# What is needed
Your task is to repeat the lines below exactly, excluding any pictures they contain.

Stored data

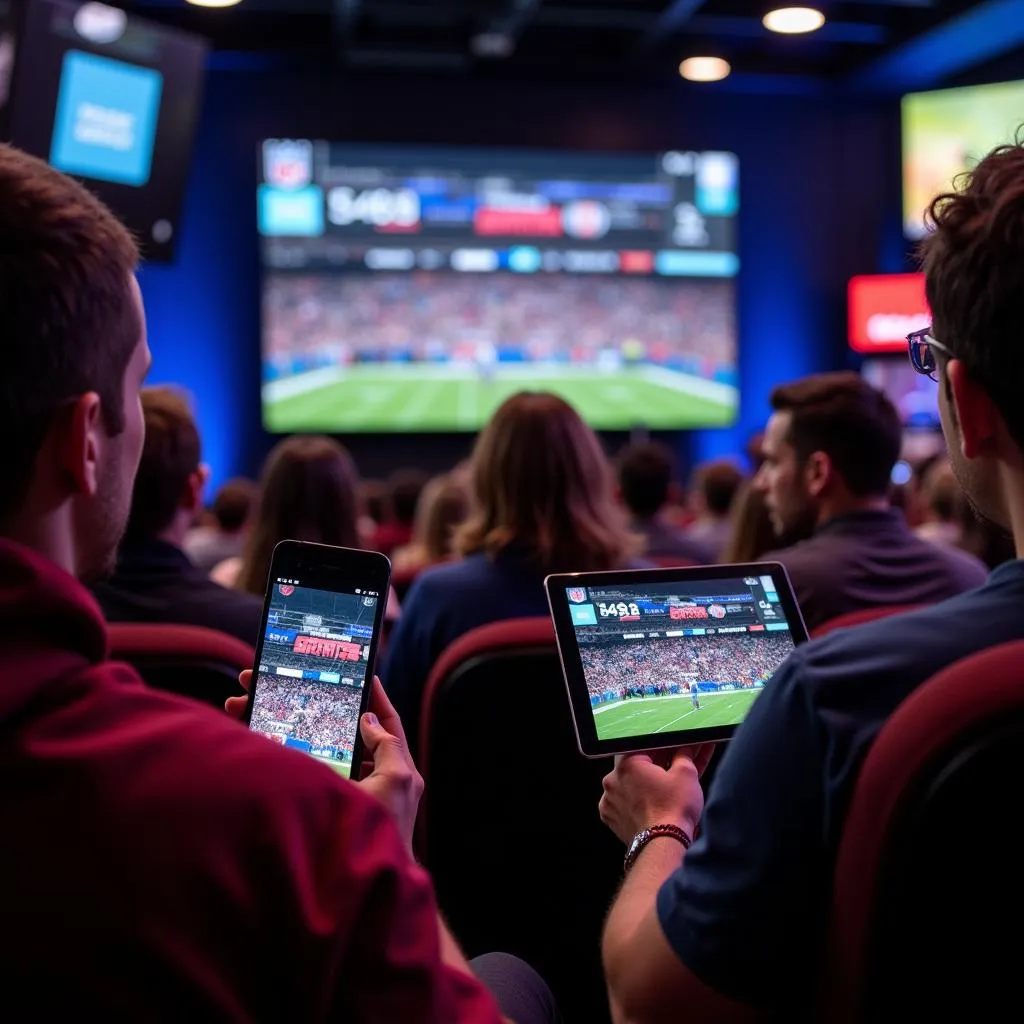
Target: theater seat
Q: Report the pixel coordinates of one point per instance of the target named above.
(190, 660)
(929, 888)
(852, 619)
(509, 824)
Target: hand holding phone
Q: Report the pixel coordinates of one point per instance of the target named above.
(322, 626)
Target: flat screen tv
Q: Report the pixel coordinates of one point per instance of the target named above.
(947, 132)
(110, 98)
(413, 289)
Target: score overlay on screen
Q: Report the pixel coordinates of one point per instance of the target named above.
(411, 289)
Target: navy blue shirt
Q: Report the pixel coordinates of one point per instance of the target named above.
(441, 605)
(748, 909)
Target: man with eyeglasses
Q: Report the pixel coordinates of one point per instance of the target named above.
(731, 928)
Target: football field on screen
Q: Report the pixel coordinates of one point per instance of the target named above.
(440, 398)
(642, 716)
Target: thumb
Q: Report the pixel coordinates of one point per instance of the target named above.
(380, 744)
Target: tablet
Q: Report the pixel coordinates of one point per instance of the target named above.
(660, 657)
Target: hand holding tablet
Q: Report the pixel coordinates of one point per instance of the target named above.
(665, 657)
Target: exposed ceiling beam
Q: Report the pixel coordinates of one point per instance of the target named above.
(594, 17)
(670, 20)
(982, 33)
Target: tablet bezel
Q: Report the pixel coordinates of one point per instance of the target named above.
(568, 650)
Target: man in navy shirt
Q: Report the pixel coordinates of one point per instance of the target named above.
(828, 452)
(733, 933)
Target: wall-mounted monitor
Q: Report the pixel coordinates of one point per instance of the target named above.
(884, 308)
(110, 98)
(947, 132)
(413, 289)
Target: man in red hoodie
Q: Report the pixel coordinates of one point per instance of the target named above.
(159, 861)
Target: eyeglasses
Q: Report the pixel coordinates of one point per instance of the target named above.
(923, 347)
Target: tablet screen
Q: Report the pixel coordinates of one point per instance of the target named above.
(664, 656)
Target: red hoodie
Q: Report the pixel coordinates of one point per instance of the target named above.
(158, 861)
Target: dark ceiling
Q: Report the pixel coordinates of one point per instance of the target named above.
(868, 45)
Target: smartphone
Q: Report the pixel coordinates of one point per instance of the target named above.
(317, 646)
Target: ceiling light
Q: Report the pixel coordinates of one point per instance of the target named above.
(705, 69)
(794, 20)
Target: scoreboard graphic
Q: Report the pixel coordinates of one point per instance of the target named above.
(413, 289)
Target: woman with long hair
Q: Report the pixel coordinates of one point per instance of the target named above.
(543, 502)
(308, 492)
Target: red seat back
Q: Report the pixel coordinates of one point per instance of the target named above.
(189, 660)
(509, 823)
(929, 870)
(860, 617)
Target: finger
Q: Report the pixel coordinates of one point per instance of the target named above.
(381, 706)
(387, 750)
(236, 707)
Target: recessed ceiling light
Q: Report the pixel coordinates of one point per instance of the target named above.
(794, 20)
(705, 69)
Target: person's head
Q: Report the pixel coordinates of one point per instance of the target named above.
(974, 280)
(829, 448)
(404, 487)
(443, 507)
(74, 354)
(752, 531)
(715, 485)
(942, 494)
(233, 504)
(169, 484)
(541, 481)
(645, 477)
(308, 492)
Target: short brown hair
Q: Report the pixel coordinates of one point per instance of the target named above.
(68, 318)
(974, 276)
(853, 423)
(542, 482)
(308, 492)
(233, 504)
(170, 456)
(718, 482)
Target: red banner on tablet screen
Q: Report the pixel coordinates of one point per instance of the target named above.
(884, 309)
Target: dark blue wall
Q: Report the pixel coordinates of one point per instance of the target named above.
(819, 203)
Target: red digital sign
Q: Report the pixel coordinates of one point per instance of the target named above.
(884, 309)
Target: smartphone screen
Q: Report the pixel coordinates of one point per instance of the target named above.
(313, 666)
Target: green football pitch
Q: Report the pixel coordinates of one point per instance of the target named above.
(642, 716)
(396, 399)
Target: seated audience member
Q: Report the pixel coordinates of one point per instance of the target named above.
(753, 534)
(943, 498)
(403, 489)
(732, 929)
(714, 487)
(645, 483)
(162, 862)
(443, 507)
(307, 493)
(828, 454)
(207, 546)
(154, 581)
(373, 509)
(544, 502)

# Worked answer
Target: theater seat
Q: Report the pixel coordinates of one point per instance of the target named above.
(190, 660)
(929, 888)
(852, 619)
(509, 824)
Target: hand holding phone
Q: Report the pixel coordinates of one point per instance of the target named above.
(322, 626)
Target: flat screen tv
Q: Report the pixel coordinates of one point per instance of the target named above.
(947, 132)
(110, 98)
(413, 289)
Target: score overlay on screen
Q: Report the pixel coordinates of one point per instance of the target named above.
(411, 289)
Target: navy blue shirt
Q: Report the pixel coordinates of one point per instance of the target named above.
(441, 605)
(748, 909)
Target: man with eyeglasses
Q: Report the pixel coordinates of one point per instance of the target named above.
(731, 928)
Target: football field on screen
Q: Report the pixel coordinates of one point per instance of the target named above.
(440, 398)
(642, 716)
Target: thumb
Q: Report the pixel coordinates of one point per instance of the target named above.
(380, 744)
Target: tablet
Q: Report the pixel coordinates of one point per instance of the target named above.
(660, 657)
Target: hand holding tablet
Q: Report the pixel coordinates of one point per instance of the target named above.
(665, 657)
Target: exposed ceiling beam
Q: Report the pixel coordinates of one point per instance of the target named above.
(594, 17)
(670, 20)
(982, 33)
Target: tablet bezel
Q: Report the pixel coordinates of one point per instance of the target named above.
(568, 650)
Target: man in navy shirt
Q: Report the pixel coordinates of one point per instance of the target named above.
(828, 452)
(733, 933)
Target: wall-mounted monitor
Q: Report the pixel coordinates of one point per instance of the target named above.
(884, 308)
(110, 98)
(947, 132)
(413, 289)
Target: man in red hoodie
Q: Report the pixel coordinates of one point per instance of the target named above.
(159, 861)
Target: eyeglasses
Q: Report the pixel coordinates of one point per instance of the target named above.
(923, 347)
Target: tablet screen
Q: Report the pixel coordinates of one point per instance of the target named above.
(664, 656)
Target: red hoodie
Q: Report the pixel coordinates of one point per instance of the target named above.
(158, 861)
Target: dark ceiling
Q: Report the pixel coordinates of one point per instance of the target named above.
(868, 45)
Target: smartphone
Q: Report the pixel coordinates of one point per instance of the target named above.
(317, 646)
Target: ceiling light
Q: Report the pixel coordinates of one point per instance of the target named above.
(705, 69)
(794, 20)
Target: scoreboard graphic
Q: Report the pixel coordinates of one point per instance of the target named above.
(413, 289)
Target: woman with long hair
Q: Report the pixel coordinates of one point per instance of the target named above.
(543, 502)
(308, 492)
Target: red seat back
Q: Report the pixel coordinates of one point per instance of the target named above.
(189, 660)
(509, 823)
(929, 870)
(860, 617)
Target: finger
Q: Report the pixel coordinates of one point per instance of the target named above.
(381, 706)
(387, 750)
(236, 707)
Target: recessed ceiling light
Q: Report the pixel coordinates of one point per instance of the target named above.
(794, 20)
(705, 69)
Target: person's head
Q: Report the pixel coordinates of one point per instance of the target named above.
(974, 280)
(829, 448)
(404, 487)
(443, 507)
(74, 354)
(752, 531)
(715, 485)
(942, 494)
(233, 504)
(169, 484)
(541, 481)
(645, 477)
(308, 492)
Target: short brown hair
Q: Report the pixel coordinates of one point per instance of the target named above.
(68, 318)
(974, 276)
(853, 423)
(542, 482)
(308, 492)
(233, 504)
(170, 456)
(718, 482)
Target: red banner on tablet screen
Q: Report the pixel coordinates of one point per instance of the target named above.
(884, 309)
Target: dark blue wall
Q: Report the pixel coordinates of one point per instance of the target named above.
(819, 203)
Target: red digital sign
Q: Report the pixel coordinates of one point per instance of the target named above.
(884, 309)
Target: smartphone screen
Q: Report the pixel coordinates of one point per instance of the target named above.
(313, 666)
Target: green football pitch
Q: Report the pixel coordinates of one point per instance of the target named above.
(642, 716)
(396, 399)
Target: seated audience member
Q: Report the pixel coordinates of one point per instance of the target named above.
(753, 534)
(943, 498)
(403, 489)
(732, 929)
(714, 487)
(645, 483)
(162, 862)
(443, 507)
(307, 493)
(828, 454)
(207, 546)
(154, 581)
(373, 509)
(544, 502)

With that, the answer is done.